Your task. Filter the material below down to the lines containing the word "light".

Material shown.

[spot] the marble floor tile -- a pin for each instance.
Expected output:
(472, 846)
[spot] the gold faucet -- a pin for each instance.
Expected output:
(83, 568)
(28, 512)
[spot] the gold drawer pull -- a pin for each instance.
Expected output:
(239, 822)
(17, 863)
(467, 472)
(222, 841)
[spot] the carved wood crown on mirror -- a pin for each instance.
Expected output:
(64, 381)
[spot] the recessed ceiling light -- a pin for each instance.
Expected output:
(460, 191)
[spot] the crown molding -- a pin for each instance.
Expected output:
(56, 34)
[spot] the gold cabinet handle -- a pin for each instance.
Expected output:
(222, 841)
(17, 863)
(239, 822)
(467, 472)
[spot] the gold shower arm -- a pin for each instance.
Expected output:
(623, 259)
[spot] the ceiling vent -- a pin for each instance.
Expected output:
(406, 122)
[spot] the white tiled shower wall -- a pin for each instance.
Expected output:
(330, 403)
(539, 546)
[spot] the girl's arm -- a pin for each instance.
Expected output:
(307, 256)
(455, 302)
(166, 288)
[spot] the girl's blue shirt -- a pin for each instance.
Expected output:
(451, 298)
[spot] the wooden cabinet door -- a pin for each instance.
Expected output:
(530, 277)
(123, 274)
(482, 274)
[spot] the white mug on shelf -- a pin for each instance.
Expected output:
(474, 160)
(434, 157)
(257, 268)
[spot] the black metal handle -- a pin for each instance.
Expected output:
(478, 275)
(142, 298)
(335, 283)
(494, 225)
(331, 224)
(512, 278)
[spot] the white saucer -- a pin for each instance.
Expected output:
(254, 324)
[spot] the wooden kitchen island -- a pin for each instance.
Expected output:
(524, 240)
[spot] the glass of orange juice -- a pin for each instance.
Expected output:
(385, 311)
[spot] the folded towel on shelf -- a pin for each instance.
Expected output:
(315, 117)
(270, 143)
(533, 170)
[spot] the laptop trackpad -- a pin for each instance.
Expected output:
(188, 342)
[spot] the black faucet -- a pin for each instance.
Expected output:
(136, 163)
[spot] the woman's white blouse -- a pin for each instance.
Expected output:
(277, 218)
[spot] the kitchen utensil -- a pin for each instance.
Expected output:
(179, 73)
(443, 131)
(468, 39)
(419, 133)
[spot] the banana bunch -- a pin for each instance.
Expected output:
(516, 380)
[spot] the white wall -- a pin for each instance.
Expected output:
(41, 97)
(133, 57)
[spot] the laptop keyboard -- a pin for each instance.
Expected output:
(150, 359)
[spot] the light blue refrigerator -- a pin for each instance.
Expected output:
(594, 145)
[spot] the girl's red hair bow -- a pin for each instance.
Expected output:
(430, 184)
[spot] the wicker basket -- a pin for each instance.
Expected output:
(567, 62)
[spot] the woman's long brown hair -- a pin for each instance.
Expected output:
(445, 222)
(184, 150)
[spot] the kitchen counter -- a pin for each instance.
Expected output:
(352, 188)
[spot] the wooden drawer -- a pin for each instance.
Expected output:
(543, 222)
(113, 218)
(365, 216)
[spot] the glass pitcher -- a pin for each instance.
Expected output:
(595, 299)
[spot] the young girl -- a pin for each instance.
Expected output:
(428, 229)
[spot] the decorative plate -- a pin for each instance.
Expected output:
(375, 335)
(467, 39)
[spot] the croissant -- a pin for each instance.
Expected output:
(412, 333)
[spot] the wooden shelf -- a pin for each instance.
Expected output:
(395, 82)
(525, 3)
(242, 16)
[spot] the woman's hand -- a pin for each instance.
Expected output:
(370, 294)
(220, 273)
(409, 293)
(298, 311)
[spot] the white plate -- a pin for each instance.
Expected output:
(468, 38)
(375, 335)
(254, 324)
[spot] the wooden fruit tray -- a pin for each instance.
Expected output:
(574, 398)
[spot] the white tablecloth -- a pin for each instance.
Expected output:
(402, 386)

Response.
[spot] the recessed ceiling light -- a pin for each instance.
[spot] the light blue refrigerator -- a pin for each instance.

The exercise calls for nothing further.